Page:

What's best for testing?

Discuss the prototype and how to model it.
garethashenden
Posts: 270
Joined: Tue Apr 07, 2015 9:41 pm

What's best for testing?

Postby garethashenden » Wed Jul 26, 2017 5:49 pm

I've now reached my least favorite stage of track building, fitting point blades and TOUs, and I'm wondering what's best to use to test their operation? The layout will mainly (exclusively?) see small 4 wheel wagons, so I've used a few of those, but I'm wondering if I should be using something else as well. Do I need to find something with bogies for a more complete test? What's the general advice for testing new track?

David Knight
Posts: 620
Joined: Sun Jul 20, 2008 6:02 pm

Re: What's best for testing?

Postby David Knight » Wed Jul 26, 2017 6:37 pm

Gareth,

I test the track with the longest wheelbase locomotive that is likely to be used on that section of track. My reasoning being that if it will take the big one, the rest should follow.

Cheers,

David

User avatar
Tim V
Posts: 2204
Joined: Tue Jul 29, 2008 4:40 pm

Re: What's best for testing?

Input for this task:
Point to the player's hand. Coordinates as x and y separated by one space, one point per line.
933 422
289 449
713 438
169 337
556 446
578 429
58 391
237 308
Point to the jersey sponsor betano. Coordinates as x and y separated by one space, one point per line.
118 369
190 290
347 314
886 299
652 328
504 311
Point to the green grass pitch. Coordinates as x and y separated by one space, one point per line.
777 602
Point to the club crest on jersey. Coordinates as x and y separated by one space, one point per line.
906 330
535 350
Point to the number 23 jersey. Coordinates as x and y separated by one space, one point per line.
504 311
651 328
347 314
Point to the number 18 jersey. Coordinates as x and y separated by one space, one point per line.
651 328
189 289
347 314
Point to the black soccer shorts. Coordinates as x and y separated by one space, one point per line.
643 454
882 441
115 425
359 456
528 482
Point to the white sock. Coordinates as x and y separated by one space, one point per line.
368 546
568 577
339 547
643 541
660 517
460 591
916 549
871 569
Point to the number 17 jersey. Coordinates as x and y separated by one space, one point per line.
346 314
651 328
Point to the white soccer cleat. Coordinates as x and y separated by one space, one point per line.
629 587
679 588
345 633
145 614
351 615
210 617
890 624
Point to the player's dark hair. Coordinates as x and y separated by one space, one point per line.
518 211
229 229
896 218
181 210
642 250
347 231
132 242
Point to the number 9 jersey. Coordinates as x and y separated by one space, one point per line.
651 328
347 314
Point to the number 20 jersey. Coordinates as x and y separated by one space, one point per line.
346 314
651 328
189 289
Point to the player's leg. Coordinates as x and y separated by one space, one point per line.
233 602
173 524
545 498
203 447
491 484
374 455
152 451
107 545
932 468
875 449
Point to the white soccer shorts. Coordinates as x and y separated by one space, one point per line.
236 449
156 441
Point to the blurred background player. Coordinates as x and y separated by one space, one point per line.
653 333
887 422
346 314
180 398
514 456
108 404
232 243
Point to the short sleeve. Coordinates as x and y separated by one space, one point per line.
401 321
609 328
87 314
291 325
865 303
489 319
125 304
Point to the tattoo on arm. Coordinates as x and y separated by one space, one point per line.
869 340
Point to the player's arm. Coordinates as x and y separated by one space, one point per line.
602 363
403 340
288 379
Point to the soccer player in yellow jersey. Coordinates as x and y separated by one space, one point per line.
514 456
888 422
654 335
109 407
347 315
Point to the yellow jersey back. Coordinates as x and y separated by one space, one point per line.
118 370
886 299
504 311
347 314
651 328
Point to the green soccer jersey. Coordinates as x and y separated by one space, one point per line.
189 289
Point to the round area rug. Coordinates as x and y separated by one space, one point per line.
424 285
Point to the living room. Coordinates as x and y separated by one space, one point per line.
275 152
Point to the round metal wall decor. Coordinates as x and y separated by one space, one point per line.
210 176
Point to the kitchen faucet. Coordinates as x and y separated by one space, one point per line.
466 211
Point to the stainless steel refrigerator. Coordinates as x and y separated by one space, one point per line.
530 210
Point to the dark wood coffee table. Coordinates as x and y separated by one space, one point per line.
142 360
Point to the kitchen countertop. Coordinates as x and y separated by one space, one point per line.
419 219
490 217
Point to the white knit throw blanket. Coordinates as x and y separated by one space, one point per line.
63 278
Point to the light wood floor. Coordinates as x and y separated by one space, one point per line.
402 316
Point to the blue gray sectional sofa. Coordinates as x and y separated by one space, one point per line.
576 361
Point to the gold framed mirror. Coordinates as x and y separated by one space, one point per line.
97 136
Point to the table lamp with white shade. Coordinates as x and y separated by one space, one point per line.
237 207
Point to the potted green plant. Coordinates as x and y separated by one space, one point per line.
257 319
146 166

Tasks to complete:
• 1. Translate this sentence from the forum thread into Spanish: "I test the track with the longest wheelbase locomotive that is likely to be used on that section of track."
• 2. Rewrite the entries from the line containing "Point to the potted" through the end of the entries, changing "potted" to "hanging" and leaving everything else as it is.

Outputs in order:
• 1. Pruebo la vía con la locomotora de mayor distancia entre ejes que probablemente se vaya a usar en ese tramo de vía.

• 2.
Point to the hanging green plant. Coordinates as x and y separated by one space, one point per line.
257 319
146 166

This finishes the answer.